### Problems
• a. In the forum post about slurm detecting only one GPU, how many GPUs are in each of the poster's GPU hosts?
• b. Reproduce the part of the forum post about slurm and GPUs starting at "I had the misconception" and ending at "used (-gpu_id $CUDA_VISIBLE_DEVICES).".

### Quoted text
## Start
[gmx-users] slurm, gres:gpu, only 1 GPU out of 4 is detected

Tamas Hegedus tamas at hegelab.org
Wed Nov 13 19:21:30 CET 2019


I had the misconception that I have to set gpuid by CUDA_VISIBLE_DEVICES 
set by slurm.
However, slurm exposes the gpu for gromacs by a different mechanism.

On 11/13/19 4:55 PM, Tamas Hegedus wrote:
> Hi,
>
> I run gmx 2019 using GPU
> There are 4 GPUs in my GPU hosts.
> I have slurm and configured gres=gpu
>
> 1. If I submit a job with --gres=gpu:1 then GPU#0 is identified and 
> used (-gpu_id $CUDA_VISIBLE_DEVICES).
> 2. If I submit a second job, it fails: the $CUDA_VISIBLE_DEVICES is 1 
> and selected, but GPU #0 is identified by gmx as a compatible gpu.
> From the output:
>
> gmx mdrun -v -pin on -deffnm equi_nvt -nt 8 -gpu_id 1 -nb gpu -pme gpu 
> -npme 1 -ntmpi 4
>
>   GPU info:
>     Number of GPUs detected: 1
>     #0: NVIDIA GeForce GTX 1080 Ti, compute cap.: 6.1, ECC:  no, stat: 
> compatible
>
> Fatal error:
> You limited the set of compatible GPUs to a set that included ID #1, 
> but that
> ID is not for a compatible GPU. List only compatible GPUs.
## End
### Data segment
## Start
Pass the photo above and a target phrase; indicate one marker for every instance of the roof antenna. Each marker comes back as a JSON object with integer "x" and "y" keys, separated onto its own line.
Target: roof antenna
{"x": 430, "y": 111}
## End
### Answers for the tasks
• a. Four.

• b.
I had the misconception that I have to set gpuid by CUDA_VISIBLE_DEVICES 
set by slurm.
However, slurm exposes the gpu for gromacs by a different mechanism.

On 11/13/19 4:55 PM, Tamas Hegedus wrote:
> Hi,
>
> I run gmx 2019 using GPU
> There are 4 GPUs in my GPU hosts.
> I have slurm and configured gres=gpu
>
> 1. If I submit a job with --gres=gpu:1 then GPU#0 is identified and 
> used (-gpu_id $CUDA_VISIBLE_DEVICES).